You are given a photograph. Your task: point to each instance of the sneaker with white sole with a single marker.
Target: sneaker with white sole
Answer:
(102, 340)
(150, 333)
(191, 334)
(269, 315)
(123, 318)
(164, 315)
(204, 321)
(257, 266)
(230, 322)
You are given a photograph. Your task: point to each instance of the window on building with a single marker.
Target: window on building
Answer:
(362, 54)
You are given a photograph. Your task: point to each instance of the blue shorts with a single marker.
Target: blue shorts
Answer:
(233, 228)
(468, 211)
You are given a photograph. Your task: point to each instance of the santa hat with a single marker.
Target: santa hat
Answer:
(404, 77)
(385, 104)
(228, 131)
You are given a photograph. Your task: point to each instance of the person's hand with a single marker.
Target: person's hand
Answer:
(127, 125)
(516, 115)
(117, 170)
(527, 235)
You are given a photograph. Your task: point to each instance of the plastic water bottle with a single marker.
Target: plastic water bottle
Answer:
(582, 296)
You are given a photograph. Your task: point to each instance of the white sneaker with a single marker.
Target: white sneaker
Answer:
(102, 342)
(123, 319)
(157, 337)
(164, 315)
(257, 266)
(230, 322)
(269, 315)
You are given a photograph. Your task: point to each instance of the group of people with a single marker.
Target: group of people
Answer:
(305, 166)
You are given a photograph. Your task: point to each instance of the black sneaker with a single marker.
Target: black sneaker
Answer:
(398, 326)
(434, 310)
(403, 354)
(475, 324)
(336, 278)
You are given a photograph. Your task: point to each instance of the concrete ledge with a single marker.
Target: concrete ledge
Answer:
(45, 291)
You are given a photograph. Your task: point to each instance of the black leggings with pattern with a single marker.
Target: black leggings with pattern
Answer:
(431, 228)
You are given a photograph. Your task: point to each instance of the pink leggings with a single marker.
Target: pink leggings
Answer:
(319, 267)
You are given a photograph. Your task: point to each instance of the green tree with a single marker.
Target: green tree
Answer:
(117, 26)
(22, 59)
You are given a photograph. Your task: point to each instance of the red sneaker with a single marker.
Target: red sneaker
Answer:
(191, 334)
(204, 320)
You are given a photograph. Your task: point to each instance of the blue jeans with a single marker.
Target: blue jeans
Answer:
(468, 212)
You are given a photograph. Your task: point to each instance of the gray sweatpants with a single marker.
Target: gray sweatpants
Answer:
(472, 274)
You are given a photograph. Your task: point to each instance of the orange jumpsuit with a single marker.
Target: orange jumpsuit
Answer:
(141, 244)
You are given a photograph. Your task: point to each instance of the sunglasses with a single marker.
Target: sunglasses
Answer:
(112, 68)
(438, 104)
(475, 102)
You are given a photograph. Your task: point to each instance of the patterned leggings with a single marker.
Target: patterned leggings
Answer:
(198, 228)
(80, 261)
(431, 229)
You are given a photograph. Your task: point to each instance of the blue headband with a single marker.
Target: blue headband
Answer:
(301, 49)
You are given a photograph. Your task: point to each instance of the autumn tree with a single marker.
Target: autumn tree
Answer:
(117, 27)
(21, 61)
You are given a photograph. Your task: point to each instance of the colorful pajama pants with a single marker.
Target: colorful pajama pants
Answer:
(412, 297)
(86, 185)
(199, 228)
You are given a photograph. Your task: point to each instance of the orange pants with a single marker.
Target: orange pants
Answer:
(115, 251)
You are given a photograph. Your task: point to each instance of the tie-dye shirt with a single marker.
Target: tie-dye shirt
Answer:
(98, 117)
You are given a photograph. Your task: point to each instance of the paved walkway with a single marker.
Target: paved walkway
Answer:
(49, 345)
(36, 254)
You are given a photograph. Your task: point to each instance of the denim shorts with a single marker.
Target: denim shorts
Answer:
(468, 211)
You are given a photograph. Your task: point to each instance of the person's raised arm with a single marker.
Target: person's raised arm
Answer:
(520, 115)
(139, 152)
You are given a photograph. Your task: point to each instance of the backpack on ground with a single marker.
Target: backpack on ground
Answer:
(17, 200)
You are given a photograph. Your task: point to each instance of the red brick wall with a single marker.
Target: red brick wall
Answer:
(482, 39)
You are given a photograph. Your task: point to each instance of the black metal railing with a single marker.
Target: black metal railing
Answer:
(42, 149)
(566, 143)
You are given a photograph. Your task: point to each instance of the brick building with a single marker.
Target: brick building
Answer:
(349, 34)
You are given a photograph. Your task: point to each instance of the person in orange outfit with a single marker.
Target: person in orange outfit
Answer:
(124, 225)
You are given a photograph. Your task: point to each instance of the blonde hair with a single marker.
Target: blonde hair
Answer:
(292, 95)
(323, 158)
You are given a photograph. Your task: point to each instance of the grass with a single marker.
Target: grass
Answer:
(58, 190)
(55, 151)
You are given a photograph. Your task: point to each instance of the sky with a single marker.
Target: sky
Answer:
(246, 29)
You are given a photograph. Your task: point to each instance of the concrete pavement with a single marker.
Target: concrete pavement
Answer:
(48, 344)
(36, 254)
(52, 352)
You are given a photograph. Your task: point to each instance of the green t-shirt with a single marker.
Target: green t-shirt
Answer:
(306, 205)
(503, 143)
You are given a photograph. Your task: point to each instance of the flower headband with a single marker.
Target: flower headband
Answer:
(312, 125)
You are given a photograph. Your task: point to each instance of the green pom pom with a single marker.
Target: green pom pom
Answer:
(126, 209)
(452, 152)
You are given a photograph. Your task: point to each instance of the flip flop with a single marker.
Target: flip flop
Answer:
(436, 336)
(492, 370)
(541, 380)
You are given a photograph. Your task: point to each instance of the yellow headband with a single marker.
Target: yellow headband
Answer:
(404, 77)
==
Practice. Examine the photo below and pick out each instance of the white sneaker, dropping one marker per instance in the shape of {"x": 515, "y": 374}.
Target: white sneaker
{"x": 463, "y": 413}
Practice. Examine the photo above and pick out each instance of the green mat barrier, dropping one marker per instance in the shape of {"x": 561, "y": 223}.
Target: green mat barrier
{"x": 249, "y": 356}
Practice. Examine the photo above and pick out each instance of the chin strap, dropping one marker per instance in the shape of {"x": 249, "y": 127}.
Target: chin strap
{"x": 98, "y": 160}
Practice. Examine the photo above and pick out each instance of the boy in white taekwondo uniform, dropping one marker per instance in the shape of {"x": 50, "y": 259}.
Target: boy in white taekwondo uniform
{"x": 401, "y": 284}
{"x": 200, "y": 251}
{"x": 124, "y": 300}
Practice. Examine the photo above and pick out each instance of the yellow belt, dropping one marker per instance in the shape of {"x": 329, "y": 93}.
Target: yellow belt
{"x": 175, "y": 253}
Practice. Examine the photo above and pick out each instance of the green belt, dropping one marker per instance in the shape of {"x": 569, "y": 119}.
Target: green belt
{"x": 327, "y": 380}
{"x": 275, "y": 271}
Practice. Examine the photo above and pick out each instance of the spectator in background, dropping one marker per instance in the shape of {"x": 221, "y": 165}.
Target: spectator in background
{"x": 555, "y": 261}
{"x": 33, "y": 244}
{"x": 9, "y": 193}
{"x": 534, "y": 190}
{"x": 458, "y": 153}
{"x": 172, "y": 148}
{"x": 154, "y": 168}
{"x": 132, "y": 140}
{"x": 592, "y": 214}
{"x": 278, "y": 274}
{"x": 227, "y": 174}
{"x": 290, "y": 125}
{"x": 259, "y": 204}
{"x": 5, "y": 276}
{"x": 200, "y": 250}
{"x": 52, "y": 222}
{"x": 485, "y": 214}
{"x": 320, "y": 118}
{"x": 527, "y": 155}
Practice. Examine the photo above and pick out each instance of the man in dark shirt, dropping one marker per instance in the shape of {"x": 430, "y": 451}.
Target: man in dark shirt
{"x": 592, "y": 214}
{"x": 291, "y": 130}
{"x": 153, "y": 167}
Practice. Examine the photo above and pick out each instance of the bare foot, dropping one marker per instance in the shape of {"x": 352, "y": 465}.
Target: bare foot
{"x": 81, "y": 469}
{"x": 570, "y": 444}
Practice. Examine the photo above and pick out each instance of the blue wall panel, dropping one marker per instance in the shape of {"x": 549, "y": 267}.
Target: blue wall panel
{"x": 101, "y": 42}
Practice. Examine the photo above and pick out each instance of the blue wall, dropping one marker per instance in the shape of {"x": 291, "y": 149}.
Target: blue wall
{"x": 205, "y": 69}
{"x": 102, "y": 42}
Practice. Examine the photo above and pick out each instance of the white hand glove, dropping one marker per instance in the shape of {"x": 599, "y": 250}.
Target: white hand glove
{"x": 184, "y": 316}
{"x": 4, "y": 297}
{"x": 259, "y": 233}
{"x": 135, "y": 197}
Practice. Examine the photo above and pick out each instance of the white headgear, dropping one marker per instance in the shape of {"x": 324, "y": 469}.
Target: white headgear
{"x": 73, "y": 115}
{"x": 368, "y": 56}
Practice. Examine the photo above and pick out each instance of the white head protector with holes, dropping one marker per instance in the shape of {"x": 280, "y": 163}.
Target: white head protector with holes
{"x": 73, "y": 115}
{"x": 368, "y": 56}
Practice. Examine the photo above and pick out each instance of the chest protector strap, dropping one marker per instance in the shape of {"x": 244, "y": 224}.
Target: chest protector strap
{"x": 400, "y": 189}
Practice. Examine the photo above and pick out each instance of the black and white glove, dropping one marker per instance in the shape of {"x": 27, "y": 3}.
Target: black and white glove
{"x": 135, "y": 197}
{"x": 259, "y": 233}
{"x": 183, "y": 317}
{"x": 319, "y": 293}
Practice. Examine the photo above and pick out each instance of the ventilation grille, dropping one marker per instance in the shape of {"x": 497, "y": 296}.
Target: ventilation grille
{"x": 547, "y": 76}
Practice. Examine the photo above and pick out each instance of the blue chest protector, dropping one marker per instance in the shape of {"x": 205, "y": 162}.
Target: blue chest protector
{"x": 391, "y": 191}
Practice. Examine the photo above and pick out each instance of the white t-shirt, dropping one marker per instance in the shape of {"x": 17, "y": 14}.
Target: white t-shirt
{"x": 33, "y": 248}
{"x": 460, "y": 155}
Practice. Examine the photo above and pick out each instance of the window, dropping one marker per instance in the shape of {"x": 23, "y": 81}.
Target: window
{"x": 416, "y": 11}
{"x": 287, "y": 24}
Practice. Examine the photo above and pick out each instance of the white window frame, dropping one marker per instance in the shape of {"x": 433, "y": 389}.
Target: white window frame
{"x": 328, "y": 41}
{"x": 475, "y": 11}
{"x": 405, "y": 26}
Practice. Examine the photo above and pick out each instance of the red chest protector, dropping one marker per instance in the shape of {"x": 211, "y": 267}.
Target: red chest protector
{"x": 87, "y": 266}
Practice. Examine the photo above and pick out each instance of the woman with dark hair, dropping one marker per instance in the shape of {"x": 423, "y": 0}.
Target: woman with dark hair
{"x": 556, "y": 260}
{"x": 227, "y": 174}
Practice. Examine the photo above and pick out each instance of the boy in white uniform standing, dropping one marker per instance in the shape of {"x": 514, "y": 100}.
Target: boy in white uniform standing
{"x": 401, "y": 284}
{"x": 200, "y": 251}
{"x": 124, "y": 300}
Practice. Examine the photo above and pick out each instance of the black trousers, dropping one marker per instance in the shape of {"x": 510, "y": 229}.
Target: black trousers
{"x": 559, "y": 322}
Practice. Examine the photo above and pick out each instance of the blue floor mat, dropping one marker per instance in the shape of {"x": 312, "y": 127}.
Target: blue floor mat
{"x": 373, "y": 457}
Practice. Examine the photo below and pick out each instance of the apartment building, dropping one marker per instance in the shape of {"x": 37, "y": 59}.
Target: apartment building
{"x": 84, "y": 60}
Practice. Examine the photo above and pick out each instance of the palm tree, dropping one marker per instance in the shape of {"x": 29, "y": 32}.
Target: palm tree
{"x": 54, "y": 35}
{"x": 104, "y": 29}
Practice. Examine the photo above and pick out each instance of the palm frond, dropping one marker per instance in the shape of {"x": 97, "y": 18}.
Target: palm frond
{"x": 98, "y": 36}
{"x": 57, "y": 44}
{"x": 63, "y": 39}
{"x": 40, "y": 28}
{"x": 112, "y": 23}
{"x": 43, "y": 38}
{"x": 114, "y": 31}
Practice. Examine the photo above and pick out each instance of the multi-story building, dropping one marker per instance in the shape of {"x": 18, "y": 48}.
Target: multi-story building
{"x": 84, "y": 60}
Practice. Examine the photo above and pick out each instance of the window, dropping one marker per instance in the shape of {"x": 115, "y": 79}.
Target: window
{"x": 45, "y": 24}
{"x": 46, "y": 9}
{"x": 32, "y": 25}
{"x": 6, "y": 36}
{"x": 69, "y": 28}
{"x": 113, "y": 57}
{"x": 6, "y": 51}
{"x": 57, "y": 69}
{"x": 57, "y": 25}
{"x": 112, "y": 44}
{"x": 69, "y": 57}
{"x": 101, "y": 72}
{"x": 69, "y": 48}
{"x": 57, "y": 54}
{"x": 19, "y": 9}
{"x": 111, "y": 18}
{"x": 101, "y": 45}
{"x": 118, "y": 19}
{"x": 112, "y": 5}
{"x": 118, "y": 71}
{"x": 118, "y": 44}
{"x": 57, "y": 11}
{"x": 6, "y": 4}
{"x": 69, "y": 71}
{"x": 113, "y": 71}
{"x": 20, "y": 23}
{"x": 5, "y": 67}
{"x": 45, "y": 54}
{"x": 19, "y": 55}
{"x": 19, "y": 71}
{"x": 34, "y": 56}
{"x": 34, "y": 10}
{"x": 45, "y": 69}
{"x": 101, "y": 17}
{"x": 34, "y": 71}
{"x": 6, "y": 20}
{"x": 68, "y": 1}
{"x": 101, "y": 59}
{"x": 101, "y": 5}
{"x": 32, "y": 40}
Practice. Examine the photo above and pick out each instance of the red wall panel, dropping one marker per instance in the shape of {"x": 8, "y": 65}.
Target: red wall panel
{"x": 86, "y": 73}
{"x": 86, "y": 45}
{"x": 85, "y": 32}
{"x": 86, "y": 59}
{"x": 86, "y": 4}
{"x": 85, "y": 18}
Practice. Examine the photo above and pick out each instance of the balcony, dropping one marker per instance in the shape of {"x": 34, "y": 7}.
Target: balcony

**ACTION ITEM**: Collect, from the material above, every line containing the word "pajama".

**ANSWER SECTION**:
You are given a photograph. Your task: point to each instance of the colorful pajama pants with a single marker.
Target: colorful pajama pants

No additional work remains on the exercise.